TEXTO DE REFERENCIA:
※ ※ ※

Por Derik Báez Torres
El autor es abogado. Reside en Santo Domingo.
Hace apenas unos días, parecía una simple provocación más. Donald Trump, presidente de los Estados Unidos y eterno showman político, apareció en redes sociales vestido de papa —gracias a la magia de la inteligencia artificial—, declarando sin rodeos: “Yo quiero ser papa”. Aunque muchos lo tomaron como una broma, como un acto más de su largo historial de teatralidad política, hoy, viendo la elección de Robert Francis Prevost como el primer papa estadounidense en la historia de la Iglesia Católica, no puedo evitar preguntarme: ¿fue realmente una casualidad?
La política, sobre todo la geopolítica religiosa, rara vez se mueve sin símbolos, señales o indirectas. A lo largo de la historia, las grandes decisiones han estado precedidas por gestos ambiguos que solo cobran sentido con el tiempo. Durante la Guerra Fría, por ejemplo, los discursos eran cuidadosamente construidos para no decir lo que se quería decir, pero sí lo que debía entenderse. Las palabras eran disfraces. Las acciones, mensajes encriptados.
Trump, como personaje, entiende perfectamente ese juego. Su uso de la inteligencia artificial para verse como papa no solo fue un acto de ego, sino quizás una forma de instalar en la conversación global una idea: es hora de un papa americano. Y lo más sorprendente no es la audacia del gesto, sino que tan solo unos días después, se concreta esa posibilidad, no con él, claro, sino con un cardenal que, casualmente, también representa el “american dream”, con una hoja de vida que combina misión, liderazgo, política vaticana… y ciudadanía estadounidense.
Viendo la película Conclave hace unos días —la cual, por cierto, vi con un amigo amante del cine y del poder vaticano— quedé fascinado por cómo el filme retrata el delicado ajedrez detrás de la elección papal. Nada es dejado al azar. Las conversaciones entre cardenales, los silencios, los votos estratégicos: todo parece un eco de la realpolitik en sotana. Y es ahí donde me surge una idea inquietante: ¿y si Trump, con su parodia papal, no estaba simplemente jugando, sino presionando —a su manera— al electorado eclesiástico?
Los símbolos importan. Y aunque la Iglesia asegura que sus decisiones están guiadas únicamente por el Espíritu Santo, también es cierto que vive en el mismo mundo que nosotros. Uno donde las presiones mediáticas, políticas y culturales pesan, aunque no se admitan públicamente. Y en ese mundo, un acto viral, aunque burlesco, puede sembrar ideas que luego germinan en las votaciones secretas de la Capilla Sixtina.
León XIV, como ha decidido llamarse el nuevo pontífice, es un hombre de fe, inteligencia y vocación misionera. Pero su elección, como toda elección papal, también es política. Que no nos engañe la solemnidad del ritual. Y si Trump, con su ego descomunal, logró mover esa aguja aunque sea un poco… entonces, una vez más, habrá demostrado que es un actor influyente en el tablero global.

※ ※ ※

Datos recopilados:
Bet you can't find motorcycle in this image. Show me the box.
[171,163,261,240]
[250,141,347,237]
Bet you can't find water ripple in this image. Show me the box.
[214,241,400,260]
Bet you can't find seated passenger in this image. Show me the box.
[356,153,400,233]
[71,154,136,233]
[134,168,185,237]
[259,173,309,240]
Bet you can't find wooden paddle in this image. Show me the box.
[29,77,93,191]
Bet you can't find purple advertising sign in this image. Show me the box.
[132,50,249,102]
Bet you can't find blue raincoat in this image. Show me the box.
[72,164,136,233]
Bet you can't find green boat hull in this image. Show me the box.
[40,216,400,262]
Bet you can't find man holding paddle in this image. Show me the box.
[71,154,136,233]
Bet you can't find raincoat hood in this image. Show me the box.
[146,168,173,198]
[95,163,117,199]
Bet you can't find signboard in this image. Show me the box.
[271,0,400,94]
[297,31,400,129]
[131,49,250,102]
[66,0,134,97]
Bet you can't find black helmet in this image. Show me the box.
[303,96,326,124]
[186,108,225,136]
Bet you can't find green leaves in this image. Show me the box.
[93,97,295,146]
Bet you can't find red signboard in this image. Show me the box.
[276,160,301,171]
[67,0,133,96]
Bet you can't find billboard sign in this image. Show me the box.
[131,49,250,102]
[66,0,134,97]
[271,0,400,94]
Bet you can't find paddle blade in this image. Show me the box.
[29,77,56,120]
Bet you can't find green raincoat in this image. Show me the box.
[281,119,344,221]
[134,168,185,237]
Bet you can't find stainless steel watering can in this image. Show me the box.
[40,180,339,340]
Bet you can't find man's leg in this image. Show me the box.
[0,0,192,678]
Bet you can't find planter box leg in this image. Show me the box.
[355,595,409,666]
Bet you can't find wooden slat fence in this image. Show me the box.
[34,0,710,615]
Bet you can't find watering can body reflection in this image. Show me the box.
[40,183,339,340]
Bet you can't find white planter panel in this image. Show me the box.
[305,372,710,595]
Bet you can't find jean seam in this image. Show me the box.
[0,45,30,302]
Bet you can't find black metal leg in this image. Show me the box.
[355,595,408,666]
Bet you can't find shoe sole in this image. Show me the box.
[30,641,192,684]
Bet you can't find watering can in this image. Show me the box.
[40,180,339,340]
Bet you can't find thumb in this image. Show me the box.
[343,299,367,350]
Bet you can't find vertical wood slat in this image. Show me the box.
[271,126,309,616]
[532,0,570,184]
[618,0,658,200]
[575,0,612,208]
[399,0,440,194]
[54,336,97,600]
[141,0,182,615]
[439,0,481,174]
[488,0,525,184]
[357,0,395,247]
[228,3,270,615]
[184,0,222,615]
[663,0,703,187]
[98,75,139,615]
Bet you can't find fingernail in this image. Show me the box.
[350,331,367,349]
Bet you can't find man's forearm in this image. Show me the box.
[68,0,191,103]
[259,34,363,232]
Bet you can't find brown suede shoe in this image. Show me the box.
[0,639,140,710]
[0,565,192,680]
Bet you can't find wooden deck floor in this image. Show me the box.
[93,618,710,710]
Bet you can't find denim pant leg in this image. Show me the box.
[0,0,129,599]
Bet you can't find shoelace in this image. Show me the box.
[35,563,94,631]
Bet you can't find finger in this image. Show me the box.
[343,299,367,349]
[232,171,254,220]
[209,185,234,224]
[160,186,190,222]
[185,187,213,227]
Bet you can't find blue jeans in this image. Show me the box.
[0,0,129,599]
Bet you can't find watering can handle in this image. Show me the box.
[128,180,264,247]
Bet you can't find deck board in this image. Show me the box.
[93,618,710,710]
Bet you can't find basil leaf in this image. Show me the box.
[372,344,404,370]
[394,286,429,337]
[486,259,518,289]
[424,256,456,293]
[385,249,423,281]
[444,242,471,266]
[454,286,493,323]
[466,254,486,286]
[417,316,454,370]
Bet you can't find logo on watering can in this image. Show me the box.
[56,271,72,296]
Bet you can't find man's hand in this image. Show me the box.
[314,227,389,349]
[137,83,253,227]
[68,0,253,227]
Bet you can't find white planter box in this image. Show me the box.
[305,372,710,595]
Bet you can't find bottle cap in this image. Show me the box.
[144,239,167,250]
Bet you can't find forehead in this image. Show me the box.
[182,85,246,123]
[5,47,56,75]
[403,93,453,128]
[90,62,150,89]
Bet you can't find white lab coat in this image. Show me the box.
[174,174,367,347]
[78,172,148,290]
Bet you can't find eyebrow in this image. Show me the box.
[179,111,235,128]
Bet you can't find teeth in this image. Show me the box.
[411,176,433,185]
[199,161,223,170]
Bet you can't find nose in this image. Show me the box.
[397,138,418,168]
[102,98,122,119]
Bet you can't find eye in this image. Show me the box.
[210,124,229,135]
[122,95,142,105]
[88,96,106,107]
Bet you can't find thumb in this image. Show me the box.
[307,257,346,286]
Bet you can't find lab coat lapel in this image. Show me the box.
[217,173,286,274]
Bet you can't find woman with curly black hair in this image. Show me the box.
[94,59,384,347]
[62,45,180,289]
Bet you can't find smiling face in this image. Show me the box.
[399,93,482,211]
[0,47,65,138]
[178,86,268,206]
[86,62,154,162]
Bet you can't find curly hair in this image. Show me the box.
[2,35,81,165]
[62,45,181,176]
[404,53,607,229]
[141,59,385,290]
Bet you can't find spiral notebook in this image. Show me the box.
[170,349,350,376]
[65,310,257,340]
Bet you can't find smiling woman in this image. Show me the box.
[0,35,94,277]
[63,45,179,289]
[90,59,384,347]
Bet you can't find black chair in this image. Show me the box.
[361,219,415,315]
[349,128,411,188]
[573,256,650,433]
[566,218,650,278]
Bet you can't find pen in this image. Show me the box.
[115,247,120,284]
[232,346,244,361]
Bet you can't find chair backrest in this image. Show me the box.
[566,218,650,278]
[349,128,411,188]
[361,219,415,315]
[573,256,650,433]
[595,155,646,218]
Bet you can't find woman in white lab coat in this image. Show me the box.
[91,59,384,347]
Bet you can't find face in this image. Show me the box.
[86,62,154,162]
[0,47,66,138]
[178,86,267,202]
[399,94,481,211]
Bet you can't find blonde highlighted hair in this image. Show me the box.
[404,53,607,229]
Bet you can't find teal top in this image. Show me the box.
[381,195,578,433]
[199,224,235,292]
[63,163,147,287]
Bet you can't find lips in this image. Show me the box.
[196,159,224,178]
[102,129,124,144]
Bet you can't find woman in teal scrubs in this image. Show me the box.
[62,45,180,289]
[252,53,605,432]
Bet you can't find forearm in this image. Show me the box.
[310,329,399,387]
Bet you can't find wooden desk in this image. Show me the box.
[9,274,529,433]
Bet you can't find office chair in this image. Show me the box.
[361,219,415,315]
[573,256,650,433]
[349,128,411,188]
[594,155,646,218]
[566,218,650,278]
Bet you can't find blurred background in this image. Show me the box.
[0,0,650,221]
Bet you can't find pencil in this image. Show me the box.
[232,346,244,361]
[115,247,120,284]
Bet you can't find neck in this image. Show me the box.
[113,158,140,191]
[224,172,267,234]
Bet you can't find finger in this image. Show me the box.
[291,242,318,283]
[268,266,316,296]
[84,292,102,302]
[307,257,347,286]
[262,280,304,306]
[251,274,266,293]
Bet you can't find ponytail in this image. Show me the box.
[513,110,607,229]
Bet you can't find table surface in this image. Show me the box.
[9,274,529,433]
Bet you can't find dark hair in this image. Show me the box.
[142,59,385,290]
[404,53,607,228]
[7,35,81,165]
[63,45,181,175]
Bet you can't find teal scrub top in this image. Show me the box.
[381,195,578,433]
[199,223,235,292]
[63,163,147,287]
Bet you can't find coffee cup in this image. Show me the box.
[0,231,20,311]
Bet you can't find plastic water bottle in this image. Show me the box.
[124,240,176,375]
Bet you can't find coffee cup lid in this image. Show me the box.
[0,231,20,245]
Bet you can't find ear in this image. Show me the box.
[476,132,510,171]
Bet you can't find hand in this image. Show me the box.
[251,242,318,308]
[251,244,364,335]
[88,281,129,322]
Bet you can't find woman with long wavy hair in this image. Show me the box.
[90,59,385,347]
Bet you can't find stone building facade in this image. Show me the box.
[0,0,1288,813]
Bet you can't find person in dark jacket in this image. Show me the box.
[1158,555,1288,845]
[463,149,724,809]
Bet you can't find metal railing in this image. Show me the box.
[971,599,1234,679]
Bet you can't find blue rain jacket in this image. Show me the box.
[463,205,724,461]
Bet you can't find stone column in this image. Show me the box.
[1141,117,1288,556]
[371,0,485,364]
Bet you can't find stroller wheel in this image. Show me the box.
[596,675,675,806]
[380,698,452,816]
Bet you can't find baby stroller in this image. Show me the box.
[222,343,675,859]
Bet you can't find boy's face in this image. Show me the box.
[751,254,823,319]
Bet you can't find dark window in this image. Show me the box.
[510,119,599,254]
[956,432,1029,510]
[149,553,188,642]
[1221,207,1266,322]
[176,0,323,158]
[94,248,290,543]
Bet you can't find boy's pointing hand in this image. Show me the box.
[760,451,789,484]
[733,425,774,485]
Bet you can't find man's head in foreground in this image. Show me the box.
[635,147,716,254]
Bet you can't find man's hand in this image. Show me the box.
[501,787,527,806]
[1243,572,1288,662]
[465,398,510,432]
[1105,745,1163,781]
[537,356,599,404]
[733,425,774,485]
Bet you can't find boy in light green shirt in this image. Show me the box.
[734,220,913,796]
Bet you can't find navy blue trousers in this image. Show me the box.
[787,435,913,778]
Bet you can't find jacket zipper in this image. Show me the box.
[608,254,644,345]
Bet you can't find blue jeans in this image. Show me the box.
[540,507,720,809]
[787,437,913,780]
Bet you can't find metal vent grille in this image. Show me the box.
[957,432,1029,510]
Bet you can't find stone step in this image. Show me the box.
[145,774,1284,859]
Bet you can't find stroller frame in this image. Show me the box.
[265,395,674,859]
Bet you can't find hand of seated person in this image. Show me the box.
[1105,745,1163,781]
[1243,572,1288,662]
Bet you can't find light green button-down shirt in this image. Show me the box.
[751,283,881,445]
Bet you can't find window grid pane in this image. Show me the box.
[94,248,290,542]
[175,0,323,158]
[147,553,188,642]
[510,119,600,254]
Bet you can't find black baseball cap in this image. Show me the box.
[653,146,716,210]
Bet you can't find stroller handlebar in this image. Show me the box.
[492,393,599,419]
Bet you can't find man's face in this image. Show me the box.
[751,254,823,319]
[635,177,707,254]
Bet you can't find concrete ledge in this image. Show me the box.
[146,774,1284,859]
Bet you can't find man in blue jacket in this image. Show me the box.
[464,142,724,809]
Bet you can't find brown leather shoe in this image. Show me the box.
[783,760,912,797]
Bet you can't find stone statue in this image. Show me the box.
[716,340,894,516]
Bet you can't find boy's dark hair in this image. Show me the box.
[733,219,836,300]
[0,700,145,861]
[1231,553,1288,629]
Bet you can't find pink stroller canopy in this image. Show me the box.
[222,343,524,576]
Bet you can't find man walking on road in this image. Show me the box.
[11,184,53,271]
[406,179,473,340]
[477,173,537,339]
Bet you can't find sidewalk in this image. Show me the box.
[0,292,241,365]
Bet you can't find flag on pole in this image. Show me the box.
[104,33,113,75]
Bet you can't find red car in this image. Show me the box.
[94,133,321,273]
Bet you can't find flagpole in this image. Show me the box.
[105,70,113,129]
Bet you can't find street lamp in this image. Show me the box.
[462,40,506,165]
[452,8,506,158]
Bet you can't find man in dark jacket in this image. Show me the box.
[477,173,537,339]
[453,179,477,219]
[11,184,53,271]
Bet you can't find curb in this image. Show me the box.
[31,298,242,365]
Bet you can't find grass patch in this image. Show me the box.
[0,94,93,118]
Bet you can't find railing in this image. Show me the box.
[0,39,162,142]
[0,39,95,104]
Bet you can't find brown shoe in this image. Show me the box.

※ ※ ※

EJERCICIOS PROPUESTOS:
A. Según el texto de referencia, ¿qué nombre ha decidido adoptar el nuevo pontífice?
B. Enumera los elementos que, según el texto de referencia, combina la hoja de vida del cardenal elegido.
Responde usando solo el texto de referencia.

EJERCICIOS RESUELTOS:
A. León XIV.

B. Misión, liderazgo, política vaticana y ciudadanía estadounidense.